● WORK TO BE COMPLETED
Work out how many lines in the entries below include the word "painted", and give only that figure.

● DATA FOR REVIEW
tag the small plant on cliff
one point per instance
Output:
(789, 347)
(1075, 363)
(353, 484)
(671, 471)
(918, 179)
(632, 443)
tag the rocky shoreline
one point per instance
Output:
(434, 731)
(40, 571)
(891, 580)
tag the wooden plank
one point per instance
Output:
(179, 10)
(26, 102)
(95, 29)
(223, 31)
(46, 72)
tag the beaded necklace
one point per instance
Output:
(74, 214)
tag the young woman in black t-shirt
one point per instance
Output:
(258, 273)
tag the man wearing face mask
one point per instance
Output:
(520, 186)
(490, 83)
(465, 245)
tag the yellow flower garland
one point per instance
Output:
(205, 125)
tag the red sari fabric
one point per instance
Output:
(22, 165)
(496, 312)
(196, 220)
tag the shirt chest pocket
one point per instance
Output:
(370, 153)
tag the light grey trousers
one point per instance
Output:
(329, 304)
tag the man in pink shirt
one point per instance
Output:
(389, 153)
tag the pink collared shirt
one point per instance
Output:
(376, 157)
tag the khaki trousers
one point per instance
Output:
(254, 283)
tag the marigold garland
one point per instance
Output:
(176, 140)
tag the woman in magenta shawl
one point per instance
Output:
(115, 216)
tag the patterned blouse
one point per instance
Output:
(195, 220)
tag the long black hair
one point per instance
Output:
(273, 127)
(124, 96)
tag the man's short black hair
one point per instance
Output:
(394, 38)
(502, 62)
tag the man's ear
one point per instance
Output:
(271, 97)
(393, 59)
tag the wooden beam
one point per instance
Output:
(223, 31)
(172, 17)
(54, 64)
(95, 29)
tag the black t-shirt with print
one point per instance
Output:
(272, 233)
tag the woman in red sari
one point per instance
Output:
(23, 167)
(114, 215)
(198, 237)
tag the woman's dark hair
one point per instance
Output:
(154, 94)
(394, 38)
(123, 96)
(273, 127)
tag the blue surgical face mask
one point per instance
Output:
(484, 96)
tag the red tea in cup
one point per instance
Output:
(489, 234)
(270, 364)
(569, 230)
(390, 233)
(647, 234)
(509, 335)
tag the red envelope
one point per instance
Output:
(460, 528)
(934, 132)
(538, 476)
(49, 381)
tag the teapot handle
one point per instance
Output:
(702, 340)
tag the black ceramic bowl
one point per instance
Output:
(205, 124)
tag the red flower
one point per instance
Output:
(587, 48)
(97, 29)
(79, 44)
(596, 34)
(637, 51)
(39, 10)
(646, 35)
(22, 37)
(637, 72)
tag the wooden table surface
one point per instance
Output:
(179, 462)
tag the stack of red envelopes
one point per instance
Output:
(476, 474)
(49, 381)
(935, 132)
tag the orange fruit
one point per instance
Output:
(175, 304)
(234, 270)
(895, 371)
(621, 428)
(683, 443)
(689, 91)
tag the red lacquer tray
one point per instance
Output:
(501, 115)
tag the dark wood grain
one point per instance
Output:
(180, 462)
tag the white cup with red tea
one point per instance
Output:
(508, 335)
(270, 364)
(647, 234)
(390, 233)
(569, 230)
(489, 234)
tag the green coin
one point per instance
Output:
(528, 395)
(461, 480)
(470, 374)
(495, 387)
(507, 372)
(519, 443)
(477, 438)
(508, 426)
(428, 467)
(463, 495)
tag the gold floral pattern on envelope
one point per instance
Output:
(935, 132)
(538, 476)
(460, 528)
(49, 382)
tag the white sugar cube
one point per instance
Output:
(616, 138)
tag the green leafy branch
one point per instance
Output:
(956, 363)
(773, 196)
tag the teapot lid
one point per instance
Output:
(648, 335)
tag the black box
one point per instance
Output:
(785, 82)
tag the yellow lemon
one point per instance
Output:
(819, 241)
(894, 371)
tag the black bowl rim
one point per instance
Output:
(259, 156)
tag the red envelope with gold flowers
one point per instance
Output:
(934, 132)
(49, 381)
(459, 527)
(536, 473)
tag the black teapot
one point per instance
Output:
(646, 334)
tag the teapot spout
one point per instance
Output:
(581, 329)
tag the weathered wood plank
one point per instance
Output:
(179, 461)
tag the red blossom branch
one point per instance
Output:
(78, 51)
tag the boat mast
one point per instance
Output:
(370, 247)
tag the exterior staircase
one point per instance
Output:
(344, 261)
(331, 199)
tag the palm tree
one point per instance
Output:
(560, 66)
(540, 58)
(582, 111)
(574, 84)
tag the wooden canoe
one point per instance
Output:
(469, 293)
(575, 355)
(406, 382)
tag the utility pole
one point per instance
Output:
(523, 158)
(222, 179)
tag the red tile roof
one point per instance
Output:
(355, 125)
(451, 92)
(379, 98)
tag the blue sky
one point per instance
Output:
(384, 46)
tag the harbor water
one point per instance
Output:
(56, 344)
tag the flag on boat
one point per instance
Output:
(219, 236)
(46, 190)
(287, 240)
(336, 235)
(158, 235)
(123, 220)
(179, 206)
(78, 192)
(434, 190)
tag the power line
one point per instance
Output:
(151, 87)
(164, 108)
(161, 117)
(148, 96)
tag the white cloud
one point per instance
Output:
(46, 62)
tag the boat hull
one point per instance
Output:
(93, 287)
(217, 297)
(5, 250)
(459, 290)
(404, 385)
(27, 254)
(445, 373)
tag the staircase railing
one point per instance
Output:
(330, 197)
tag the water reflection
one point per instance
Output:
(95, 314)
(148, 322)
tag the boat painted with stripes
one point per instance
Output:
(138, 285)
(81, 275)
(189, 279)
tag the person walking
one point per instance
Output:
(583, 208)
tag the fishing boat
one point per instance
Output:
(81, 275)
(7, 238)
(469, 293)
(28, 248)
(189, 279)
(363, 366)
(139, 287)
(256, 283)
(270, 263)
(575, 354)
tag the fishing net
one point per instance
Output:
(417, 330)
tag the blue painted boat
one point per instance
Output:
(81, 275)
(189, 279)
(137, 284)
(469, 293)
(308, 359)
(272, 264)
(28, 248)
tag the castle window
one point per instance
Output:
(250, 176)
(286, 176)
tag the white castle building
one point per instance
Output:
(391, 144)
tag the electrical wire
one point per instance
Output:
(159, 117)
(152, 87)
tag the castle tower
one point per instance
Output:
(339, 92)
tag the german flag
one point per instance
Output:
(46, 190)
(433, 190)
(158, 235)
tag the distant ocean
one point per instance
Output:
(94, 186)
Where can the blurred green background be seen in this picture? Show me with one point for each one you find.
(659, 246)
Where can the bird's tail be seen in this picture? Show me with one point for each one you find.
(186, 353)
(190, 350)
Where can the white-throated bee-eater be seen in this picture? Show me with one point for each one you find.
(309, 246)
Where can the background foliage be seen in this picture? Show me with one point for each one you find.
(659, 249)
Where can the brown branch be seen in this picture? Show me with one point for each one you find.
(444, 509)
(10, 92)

● ANSWER TO THIS PROBLEM
2